====== DATA LINES ======

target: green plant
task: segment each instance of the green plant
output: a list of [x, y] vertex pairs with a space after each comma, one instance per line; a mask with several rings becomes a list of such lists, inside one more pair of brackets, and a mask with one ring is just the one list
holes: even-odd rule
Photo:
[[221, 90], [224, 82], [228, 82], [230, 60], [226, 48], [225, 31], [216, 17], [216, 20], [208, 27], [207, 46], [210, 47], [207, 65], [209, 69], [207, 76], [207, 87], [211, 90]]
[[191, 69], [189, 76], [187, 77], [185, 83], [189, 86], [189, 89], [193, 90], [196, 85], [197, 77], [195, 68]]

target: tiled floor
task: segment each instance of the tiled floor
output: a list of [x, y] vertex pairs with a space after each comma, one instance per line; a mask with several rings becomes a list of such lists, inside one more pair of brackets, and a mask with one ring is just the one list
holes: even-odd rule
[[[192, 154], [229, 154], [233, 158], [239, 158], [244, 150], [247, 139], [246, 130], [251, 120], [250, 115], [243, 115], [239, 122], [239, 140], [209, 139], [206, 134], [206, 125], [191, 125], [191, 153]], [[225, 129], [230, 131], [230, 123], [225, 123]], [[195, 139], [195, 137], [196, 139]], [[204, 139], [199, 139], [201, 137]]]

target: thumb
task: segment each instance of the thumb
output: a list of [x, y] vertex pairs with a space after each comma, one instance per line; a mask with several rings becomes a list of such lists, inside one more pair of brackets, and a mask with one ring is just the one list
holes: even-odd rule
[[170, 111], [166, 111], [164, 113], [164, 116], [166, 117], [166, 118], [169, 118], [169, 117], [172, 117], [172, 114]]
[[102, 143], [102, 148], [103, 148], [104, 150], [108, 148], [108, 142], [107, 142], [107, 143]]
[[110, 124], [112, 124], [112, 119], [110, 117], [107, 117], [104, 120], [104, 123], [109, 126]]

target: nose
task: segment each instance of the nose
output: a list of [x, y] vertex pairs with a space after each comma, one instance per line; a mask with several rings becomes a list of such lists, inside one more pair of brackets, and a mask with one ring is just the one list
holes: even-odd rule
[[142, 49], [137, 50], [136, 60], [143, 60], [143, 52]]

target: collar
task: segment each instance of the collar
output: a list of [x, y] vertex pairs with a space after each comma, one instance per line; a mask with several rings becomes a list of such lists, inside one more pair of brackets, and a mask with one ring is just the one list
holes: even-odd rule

======

**SHORT PROBLEM**
Recast everything from the line containing "target: collar" down to the end of the entries as a JSON list of strings, one string per line, leaving out blank lines.

**TASK RESULT**
[
  "target: collar",
  "task: segment each instance of the collar",
  "output: a list of [x, y] vertex pairs with a space after each comma, one instance per line; a mask with several rings becomes a list of such lists, inside one more pair of brackets, and a mask with one ring is just the one list",
  "holes: even-odd rule"
]